* _Direction_
Exact reproduction of the data is required, with images excluded.

* _Source material_
——

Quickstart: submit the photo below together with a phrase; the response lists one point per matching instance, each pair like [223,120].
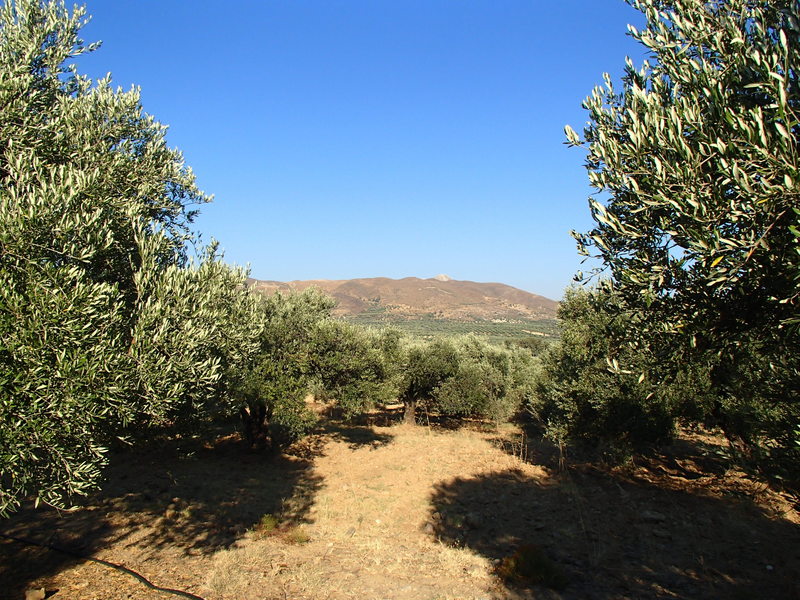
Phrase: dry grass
[410,513]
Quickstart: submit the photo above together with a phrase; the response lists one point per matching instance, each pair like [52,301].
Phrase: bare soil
[410,512]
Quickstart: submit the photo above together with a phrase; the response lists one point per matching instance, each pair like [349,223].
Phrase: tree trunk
[256,426]
[410,417]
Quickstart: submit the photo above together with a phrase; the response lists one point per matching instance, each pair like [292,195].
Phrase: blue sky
[365,138]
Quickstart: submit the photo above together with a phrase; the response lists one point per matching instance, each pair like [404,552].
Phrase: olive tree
[695,160]
[104,325]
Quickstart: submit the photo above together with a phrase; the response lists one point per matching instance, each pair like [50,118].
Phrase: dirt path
[410,513]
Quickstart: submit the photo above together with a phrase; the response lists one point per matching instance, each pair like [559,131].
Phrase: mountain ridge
[438,297]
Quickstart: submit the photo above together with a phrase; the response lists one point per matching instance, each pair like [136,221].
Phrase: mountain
[439,297]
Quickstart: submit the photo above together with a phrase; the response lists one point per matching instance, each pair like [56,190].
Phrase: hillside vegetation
[673,386]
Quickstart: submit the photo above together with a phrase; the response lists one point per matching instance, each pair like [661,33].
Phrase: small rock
[662,533]
[651,515]
[472,520]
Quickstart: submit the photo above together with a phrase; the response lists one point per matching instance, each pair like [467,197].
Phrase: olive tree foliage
[697,156]
[467,377]
[303,350]
[105,329]
[584,395]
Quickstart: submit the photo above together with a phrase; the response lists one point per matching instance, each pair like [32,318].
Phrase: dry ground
[411,513]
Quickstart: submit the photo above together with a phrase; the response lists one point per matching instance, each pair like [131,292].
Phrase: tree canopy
[695,161]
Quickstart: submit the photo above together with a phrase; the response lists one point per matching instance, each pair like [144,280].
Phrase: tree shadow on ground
[356,436]
[615,538]
[193,499]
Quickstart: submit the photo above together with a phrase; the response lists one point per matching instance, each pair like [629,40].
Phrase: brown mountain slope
[439,297]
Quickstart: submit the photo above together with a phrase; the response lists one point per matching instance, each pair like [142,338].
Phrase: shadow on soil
[614,538]
[193,501]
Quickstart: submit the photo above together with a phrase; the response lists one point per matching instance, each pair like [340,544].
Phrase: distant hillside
[437,298]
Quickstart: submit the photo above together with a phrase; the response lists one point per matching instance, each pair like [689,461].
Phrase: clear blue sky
[364,138]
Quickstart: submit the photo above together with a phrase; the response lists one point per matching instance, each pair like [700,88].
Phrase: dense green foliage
[303,350]
[698,155]
[93,218]
[467,377]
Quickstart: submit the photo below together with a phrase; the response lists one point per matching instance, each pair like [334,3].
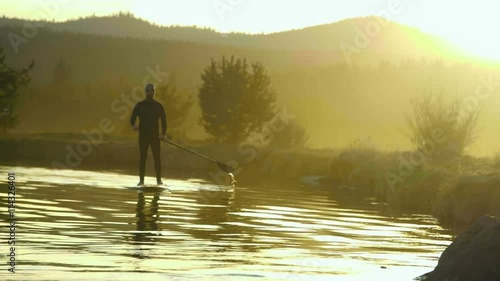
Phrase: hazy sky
[471,24]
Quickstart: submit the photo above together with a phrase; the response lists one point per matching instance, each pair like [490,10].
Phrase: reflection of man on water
[149,112]
[147,214]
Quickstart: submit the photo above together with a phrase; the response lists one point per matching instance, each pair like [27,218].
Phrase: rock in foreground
[473,256]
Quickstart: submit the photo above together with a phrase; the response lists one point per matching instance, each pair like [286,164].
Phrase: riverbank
[456,193]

——

* _Full response_
Quickstart: submit the photo below together with a phrase; the response lists one point per matching instance, each pair like [223,120].
Phrase: dry grass
[410,513]
Quickstart: submit the photo above together with a phrase; the response lists one point per matching instance, each pair like [52,301].
Phrase: bare soil
[410,512]
Quickstart: submit the photo above together with a phrase; the response lists one point per matching instance, each pair like [349,223].
Phrase: tree trunk
[256,426]
[410,417]
Quickstart: submit the photo above together with a phrase; the response lists one point per matching instance, each pair like [292,195].
Phrase: blue sky
[365,138]
Quickstart: submit the photo above together with a phrase; the response lists one point per matching instance, each pair like [404,552].
Phrase: olive tree
[695,160]
[104,325]
Quickstart: submit the photo above together with a phrase; the response lists one point per matching instance, each pair like [50,118].
Phrase: dirt path
[410,513]
Quickstart: submit the photo above together with a phrase; the response lists one point per matching instance, each pair like [559,131].
Phrase: mountain ridge
[438,297]
Quickstart: submit the photo above together with a phrase; the response lists one point per matching instance, each pair like [136,221].
Phrase: mountain
[439,297]
Quickstart: submit the photo above together with a phrase; the response lists one point per matching instance, each pair like [56,190].
Phrase: hillside vegetation
[673,386]
Quickstart: submit the photo above together with a phrase; the response lists one point per matching instance, each pair like [661,33].
Phrase: small rock
[662,533]
[651,515]
[472,520]
Quickstart: submit the photo above together with a phrase; the response lists one point per matching instance, each pair like [467,197].
Phrase: olive tree foliage
[697,156]
[467,377]
[303,350]
[105,329]
[584,395]
Quickstart: submit the photo above together with a phrase; the response lists one point per matching instance, each pair like [32,318].
Phrase: dry ground
[411,513]
Quickstart: submit the photo above together with a phrase; the response lists one point per matching instance, each pair like [131,292].
Phrase: tree canopy
[695,161]
Quickstart: submit the photo above together with a phrase; the response lists one point per matching instance, each pair like [144,280].
Phrase: tree shadow on ground
[356,436]
[615,538]
[193,499]
Quickstart: submit the photo above together with a phrase; the response lists one point per matching instance, each pair like [629,40].
Phrase: brown mountain slope
[439,297]
Quickstart: submit the photo above together with a phrase; the response lists one point per matching instance, each pair like [142,338].
Phrase: shadow on soil
[614,538]
[193,501]
Quickstart: submit the photo above together with a phrase; the response lists one point per matching instance, each pair like [340,544].
Phrase: distant hillside
[437,298]
Quickstart: submit the photo above together with a phrase; the response lists one point per matching instance, each pair like [689,461].
Phrase: clear blue sky
[364,138]
Quickstart: submit the photo above together with a phrase; the response lists one point per matching instance, each pair like [700,88].
Phrase: dense green foliage
[303,350]
[698,155]
[93,218]
[467,377]
Quickstart: submit the photo below together with a phrase; the response lists one point per matching instance, each pair like [334,3].
Phrase: hazy sky
[471,24]
Quickstart: submit the photo above together with a phrase; the response lists one point per matching instance, each pair like [490,10].
Phrase: reflection of man on water
[149,112]
[147,214]
Quickstart: submit the photo above together with a phrase; the response lists one point per matching instance, each pair like [27,218].
Phrase: rock in foreground
[473,256]
Quickstart: submit the photo above together with a phrase; the response lists one point per matching instance, each pair like [286,164].
Phrase: riverbank
[456,193]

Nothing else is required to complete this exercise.